> Work to complete
Render the lines from the one containing "--target leafy bush" through the one containing "Give the mask of every instance of the leafy", both ends included, as a numbered list, omitting blank lines.

━━━━

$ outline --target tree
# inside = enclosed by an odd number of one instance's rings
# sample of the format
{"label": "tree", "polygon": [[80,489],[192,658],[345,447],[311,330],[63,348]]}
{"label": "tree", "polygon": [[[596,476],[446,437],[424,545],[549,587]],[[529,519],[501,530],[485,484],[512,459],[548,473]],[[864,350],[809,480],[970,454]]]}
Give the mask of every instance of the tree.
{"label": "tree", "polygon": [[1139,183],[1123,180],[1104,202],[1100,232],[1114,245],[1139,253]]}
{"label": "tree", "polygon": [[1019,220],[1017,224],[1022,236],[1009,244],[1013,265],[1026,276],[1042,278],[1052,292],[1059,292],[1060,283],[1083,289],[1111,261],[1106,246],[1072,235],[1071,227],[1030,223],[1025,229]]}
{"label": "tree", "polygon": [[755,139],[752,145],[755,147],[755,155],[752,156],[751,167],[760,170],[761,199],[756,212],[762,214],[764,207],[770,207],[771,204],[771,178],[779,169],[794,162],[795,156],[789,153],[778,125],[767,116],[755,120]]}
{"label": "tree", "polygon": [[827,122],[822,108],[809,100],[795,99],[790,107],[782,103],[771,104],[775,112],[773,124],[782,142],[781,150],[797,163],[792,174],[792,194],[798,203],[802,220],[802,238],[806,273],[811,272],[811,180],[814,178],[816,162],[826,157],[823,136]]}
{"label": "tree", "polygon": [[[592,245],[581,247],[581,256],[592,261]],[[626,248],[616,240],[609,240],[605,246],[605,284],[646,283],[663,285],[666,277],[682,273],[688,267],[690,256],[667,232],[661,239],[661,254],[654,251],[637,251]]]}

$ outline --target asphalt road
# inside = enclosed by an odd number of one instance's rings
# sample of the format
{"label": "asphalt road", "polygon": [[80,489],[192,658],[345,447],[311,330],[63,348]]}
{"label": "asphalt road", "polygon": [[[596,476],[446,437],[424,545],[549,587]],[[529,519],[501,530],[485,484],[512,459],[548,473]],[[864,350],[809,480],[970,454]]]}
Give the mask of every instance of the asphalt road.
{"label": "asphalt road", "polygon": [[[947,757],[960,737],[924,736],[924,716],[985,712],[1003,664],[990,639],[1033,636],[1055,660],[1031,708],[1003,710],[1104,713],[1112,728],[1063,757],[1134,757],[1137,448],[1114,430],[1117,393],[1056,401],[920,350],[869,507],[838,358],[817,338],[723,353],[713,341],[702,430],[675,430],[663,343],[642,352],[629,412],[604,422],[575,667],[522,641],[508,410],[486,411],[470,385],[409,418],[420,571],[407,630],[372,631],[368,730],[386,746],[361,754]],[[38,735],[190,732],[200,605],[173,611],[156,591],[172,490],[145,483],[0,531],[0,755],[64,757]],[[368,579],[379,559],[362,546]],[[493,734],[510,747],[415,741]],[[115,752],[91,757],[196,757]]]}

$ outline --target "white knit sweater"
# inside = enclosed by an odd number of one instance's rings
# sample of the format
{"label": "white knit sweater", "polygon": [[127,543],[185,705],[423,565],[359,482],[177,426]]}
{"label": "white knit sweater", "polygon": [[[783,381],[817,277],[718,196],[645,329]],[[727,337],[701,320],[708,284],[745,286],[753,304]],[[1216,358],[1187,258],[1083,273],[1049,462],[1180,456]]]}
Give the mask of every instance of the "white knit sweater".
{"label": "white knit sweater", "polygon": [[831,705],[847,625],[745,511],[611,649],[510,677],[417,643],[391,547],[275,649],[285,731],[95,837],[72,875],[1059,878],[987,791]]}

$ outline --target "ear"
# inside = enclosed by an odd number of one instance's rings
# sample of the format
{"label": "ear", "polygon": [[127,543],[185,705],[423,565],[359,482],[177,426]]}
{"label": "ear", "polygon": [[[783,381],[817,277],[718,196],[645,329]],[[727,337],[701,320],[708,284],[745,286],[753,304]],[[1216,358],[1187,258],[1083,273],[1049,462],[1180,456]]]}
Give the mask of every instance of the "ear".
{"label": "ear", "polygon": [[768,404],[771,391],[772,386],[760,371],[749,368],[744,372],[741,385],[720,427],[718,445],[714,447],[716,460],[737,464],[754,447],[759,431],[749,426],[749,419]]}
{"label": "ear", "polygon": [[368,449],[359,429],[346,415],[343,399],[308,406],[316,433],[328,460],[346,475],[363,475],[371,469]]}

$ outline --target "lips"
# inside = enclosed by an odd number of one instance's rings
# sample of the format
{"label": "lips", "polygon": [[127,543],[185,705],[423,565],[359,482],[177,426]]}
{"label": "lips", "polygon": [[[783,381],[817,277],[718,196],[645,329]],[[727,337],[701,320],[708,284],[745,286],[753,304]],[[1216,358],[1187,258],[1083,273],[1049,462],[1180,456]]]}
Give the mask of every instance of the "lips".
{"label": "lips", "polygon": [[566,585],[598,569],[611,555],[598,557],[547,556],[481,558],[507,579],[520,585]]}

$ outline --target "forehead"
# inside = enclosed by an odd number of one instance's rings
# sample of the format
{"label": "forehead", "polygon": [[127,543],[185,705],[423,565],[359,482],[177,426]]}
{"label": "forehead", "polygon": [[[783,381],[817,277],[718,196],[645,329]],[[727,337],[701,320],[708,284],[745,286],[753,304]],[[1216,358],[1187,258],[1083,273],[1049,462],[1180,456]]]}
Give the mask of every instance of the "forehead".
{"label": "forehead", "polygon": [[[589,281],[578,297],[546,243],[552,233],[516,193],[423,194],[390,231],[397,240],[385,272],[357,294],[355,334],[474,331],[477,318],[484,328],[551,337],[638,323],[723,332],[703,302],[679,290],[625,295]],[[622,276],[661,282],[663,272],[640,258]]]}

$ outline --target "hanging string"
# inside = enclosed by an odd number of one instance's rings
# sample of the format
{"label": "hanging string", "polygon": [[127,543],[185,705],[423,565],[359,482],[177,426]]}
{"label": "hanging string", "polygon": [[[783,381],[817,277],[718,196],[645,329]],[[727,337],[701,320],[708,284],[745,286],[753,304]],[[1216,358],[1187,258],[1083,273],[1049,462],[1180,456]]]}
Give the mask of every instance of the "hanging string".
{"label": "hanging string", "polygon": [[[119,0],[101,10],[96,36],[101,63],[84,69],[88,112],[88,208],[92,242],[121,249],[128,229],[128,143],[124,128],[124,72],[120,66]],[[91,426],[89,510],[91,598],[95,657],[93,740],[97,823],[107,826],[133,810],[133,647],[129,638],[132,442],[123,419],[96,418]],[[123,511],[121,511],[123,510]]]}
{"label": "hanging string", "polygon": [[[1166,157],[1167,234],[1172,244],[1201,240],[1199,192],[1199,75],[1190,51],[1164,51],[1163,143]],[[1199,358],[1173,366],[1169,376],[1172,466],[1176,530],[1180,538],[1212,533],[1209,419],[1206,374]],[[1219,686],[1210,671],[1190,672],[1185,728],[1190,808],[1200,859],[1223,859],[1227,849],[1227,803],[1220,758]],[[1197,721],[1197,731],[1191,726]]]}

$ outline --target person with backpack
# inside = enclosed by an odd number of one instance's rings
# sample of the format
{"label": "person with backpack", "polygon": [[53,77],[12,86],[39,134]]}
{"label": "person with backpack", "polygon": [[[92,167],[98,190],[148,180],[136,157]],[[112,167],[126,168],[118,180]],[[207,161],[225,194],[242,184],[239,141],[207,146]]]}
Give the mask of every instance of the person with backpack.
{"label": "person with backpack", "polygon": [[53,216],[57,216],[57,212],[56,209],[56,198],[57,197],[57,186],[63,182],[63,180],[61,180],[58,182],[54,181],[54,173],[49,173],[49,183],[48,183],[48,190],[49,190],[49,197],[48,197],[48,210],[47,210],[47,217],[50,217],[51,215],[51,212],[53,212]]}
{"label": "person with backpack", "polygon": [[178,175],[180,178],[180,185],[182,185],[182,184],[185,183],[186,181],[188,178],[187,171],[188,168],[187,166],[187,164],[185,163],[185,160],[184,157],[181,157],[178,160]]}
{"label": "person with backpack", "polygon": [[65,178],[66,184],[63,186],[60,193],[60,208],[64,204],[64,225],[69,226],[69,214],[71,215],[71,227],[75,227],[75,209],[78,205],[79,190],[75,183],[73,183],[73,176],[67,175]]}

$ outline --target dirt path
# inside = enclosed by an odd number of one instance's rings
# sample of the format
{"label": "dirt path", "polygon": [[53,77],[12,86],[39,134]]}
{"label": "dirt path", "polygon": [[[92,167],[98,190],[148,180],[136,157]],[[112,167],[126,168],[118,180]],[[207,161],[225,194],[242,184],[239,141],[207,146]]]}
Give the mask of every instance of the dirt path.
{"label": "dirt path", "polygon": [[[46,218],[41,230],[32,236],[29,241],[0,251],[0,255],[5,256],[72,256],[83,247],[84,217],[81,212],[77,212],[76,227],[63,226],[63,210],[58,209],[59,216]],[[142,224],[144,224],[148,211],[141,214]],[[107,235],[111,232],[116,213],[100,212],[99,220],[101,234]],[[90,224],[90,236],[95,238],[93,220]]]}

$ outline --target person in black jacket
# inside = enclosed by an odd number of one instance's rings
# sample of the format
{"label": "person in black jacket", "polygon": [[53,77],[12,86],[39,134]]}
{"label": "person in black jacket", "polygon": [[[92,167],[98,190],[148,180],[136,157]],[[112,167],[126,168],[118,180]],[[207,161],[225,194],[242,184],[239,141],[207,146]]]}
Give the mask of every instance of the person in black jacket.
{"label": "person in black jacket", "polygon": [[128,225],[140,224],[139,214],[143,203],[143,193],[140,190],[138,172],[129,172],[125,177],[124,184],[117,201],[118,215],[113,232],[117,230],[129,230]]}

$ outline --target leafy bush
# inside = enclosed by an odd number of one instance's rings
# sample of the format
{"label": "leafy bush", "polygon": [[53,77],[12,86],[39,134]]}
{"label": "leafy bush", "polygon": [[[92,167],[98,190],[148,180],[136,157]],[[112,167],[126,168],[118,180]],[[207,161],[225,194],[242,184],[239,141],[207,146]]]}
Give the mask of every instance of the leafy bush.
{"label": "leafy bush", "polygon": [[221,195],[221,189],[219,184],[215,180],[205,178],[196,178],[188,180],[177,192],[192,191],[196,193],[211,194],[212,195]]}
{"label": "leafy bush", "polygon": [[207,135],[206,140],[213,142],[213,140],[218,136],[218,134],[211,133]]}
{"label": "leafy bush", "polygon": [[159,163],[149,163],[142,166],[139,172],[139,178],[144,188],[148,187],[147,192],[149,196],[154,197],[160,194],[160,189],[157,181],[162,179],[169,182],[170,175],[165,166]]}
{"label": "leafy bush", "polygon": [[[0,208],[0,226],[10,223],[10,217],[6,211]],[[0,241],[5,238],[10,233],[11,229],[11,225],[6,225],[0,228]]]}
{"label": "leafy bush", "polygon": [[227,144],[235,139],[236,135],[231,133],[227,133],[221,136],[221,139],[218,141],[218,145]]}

━━━━

> Worked solution
1. $ outline --target leafy bush
2. # inside = enclosed by an odd number of one instance's rings
3. # sample of the format
4. {"label": "leafy bush", "polygon": [[53,77],[12,86],[39,134]]}
5. {"label": "leafy bush", "polygon": [[[92,167],[98,190],[148,180],[136,157]],[[112,167],[126,168],[118,180]],[[207,161],[225,194],[242,184],[239,141],[207,146]]]}
6. Give the mask of every instance of the leafy bush.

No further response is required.